> **Supplied passage**:
- - -

# EMPRO Essentials MicroMix



## thompwa (Aug 26, 2019)

Curious is anyone has used any of this stuff. I dropped by my local Ewing and ended up finding this 2.5gal / $40. Just put some down this week for the first time.

Felt like a great deal for everything that's in it.


----------



## CarolinaCuttin (Sep 6, 2019)

That's a heck of a deal for 2.5 gal of all those micros. I love glucoheptonates, but it doesn't appear there is any chelation for for any of the other nutrients apart from the iron and zinc sulfate. I wish they would have put some citric acid in there to chelate the rest.

Not a huge deal, just know that whatever doesn't get absorbed by the leaf before the spray gets watered in might get bound up in the soil.


----------



## iFisch3224 (Jun 11, 2018)

My local SiteOne has something very similar via Lesco brand for $28 for 2.5gal but I don't believe it has iron. Which is fine, I get my iron from FEature 6-0-0.

https://www.siteone.com/en/p/571636


----------



## bigmks (May 22, 2018)

I agree feature is better but not in stock. There is a clone called main event I believe.


----------



## iFisch3224 (Jun 11, 2018)

bigmks said:


> I agree feature is better but not in stock. There is a clone called main event I believe.


That's it.

And Main Event is the clone, correct. It's $20 as well, but I'm not sure what S&H is. I still have two bags from last year I haven't used so I'll get to use them this year. And there's a few distributors locally; I'm going to call and see if they can order me some/case that I can share with the folks here, if I'm able to get a case.


----------



## bigmks (May 22, 2018)

iFisch3224 said:


> bigmks said:
> 
> 
> > I agree feature is better but not in stock. There is a clone called main event I believe.
> ...


Cool let me know I want some.


----------



## iFisch3224 (Jun 11, 2018)

bigmks said:


> iFisch3224 said:
> 
> 
> > bigmks said:
> ...


Definitely; but I'm not having high hopes - based on what's been going on with inventory (which I wasn't aware of until I came back here)


----------



## TShir23 (Oct 4, 2018)

I got some of the 16-0-4 Thrive. Haven't put any down yet . The whole line up looks pretty good.


----------

- - -

> **Written instruction**: In the MicroMix thread, what price did thompwa pay for the 2.5-gallon jug? The data that comes next has nothing to do with this.

> **Source material**:
- - -

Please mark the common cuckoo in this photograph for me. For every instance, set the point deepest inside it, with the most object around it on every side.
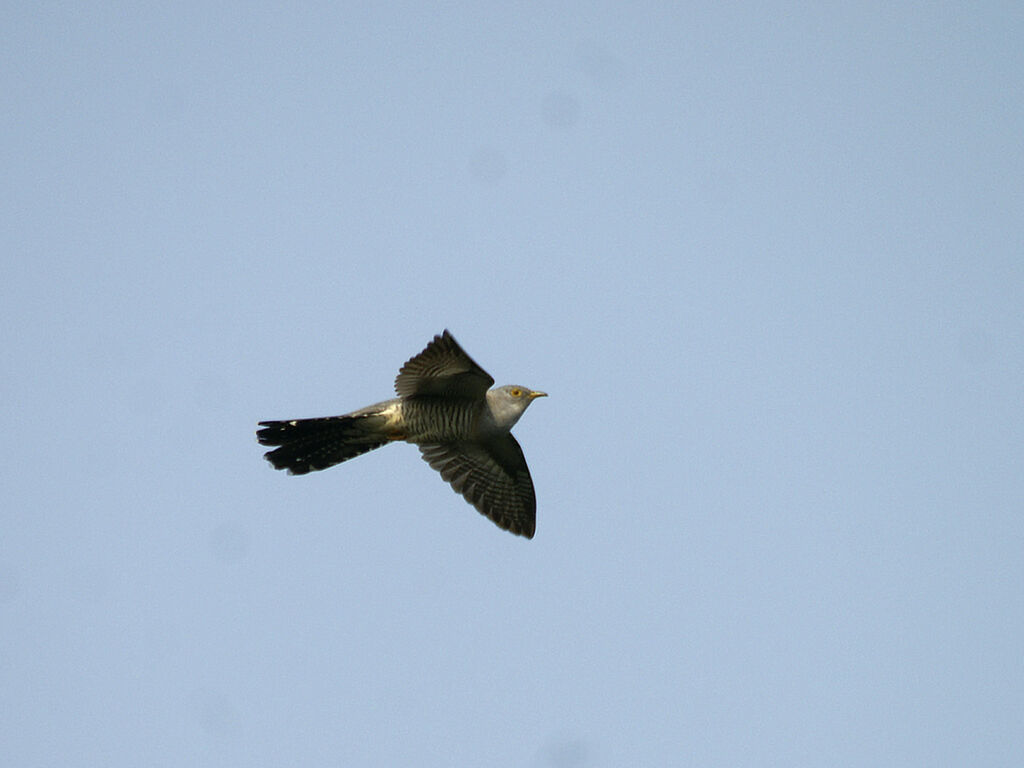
(444, 407)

- - -

> **Answer for the task**: $40